THE TASK
Can you write out again, in full and with the wording unchanged, the part of the entries that opens with the line containing "Is it possible to tell me where the shoreline" and closes with the line containing "[170,267,489,312]", raising every bounding-box coordinate by 13?

SUPPLIED DATA
◇ ◇ ◇

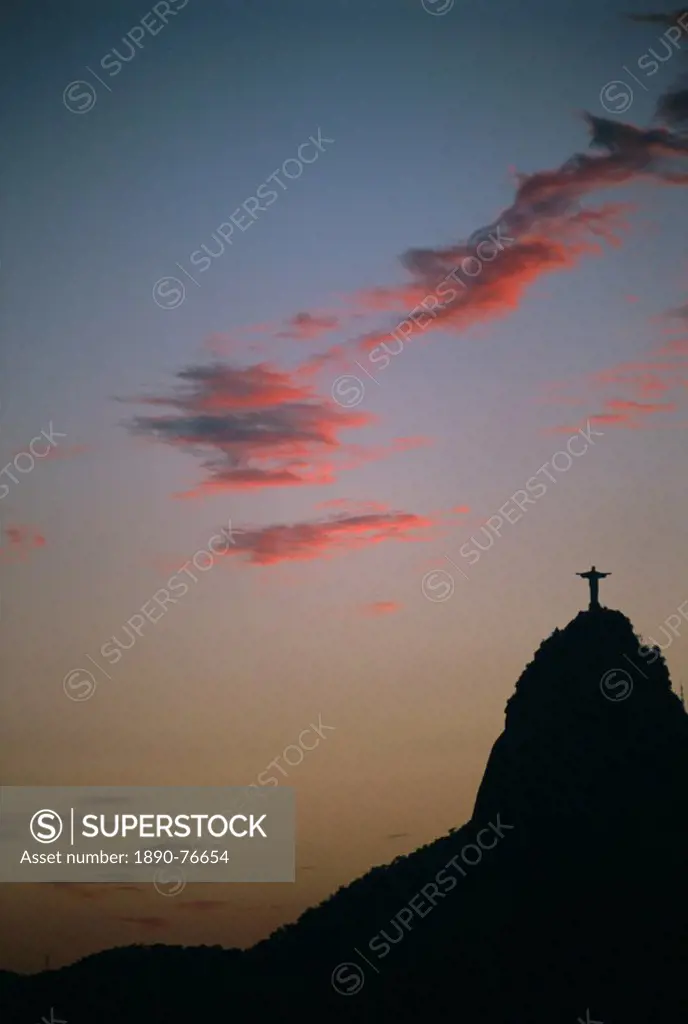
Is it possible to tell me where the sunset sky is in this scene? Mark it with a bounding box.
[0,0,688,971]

◇ ◇ ◇

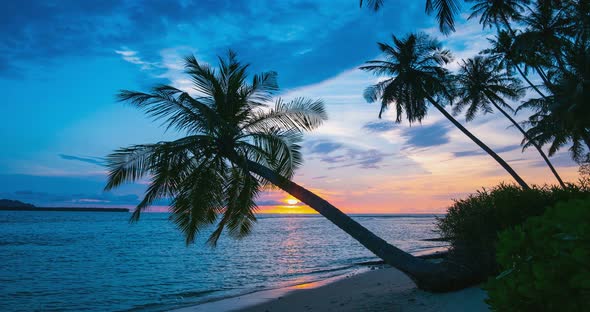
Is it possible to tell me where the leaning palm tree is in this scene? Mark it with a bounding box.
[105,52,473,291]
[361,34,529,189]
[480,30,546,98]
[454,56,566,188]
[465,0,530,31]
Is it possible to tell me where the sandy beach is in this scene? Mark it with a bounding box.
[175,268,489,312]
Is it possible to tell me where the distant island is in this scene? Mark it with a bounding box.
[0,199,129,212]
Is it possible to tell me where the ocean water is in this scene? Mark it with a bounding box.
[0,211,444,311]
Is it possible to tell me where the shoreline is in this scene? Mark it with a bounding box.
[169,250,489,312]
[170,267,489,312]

◇ ◇ ◇

RIGHT ANSWER
Is it possible to tell me where the shoreline is in this scene? Mark it with a bounding box.
[182,263,502,325]
[183,280,502,325]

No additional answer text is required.